Reproduce the items verbatim, starting at the very beginning and ending with the line that contains "[0,225,301,373]", including that line.
— begin Data entries —
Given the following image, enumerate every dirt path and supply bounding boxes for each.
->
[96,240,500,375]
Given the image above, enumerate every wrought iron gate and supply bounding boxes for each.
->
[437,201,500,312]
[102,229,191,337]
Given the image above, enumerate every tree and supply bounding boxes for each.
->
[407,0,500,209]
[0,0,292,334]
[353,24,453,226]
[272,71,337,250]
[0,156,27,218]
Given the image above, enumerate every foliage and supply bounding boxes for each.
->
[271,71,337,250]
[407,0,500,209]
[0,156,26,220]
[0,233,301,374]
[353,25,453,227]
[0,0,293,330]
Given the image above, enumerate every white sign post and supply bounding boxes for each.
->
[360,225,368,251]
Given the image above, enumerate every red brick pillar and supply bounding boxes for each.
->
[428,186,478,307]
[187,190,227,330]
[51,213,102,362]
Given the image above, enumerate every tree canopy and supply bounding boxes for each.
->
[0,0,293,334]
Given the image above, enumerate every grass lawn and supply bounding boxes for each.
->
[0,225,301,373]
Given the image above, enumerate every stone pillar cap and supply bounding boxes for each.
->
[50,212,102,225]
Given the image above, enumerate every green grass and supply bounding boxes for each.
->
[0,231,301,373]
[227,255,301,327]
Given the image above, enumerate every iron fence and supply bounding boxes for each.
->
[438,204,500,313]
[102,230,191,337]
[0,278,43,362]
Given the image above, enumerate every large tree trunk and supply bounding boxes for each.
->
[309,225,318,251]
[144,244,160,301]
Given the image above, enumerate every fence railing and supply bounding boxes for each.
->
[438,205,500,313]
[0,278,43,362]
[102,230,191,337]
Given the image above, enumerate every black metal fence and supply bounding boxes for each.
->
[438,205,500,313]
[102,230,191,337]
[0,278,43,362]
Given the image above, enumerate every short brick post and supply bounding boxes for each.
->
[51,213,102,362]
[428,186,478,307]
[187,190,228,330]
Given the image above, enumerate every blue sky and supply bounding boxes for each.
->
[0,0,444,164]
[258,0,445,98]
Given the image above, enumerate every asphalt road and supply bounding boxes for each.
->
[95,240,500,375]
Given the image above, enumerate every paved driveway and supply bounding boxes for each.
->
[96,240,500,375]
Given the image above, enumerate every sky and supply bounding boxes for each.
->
— end Data entries —
Solution to the problem ::
Given the following image, enumerate every dirt path and supply bounding boxes for each.
->
[96,240,500,375]
Given the image above, enumerate every wrought iron gate and supply bounding boxes for each.
->
[437,201,500,312]
[102,229,191,337]
Given the image above, enumerate every tree and supply bounding boxes for each.
->
[407,0,500,209]
[0,0,292,334]
[353,24,453,226]
[272,71,337,250]
[0,156,27,218]
Given the image above, enumerate every foliage and supply bounding boxes for each.
->
[271,71,337,250]
[407,0,500,209]
[0,156,26,220]
[0,233,301,374]
[353,25,453,227]
[0,0,293,330]
Given the image above, enumerate every white sign post and supply bounding boxes for each.
->
[360,225,368,251]
Given the image above, enumerate every red brick pillar and supply bounding boxes for each.
->
[428,186,478,307]
[187,190,227,330]
[51,213,102,362]
Given the image above, enumerate every tree canopy and supply bounding boxes for each.
->
[0,0,293,334]
Given the image above, enumerate every grass lawn and supply bounding boxes for each.
->
[0,225,301,373]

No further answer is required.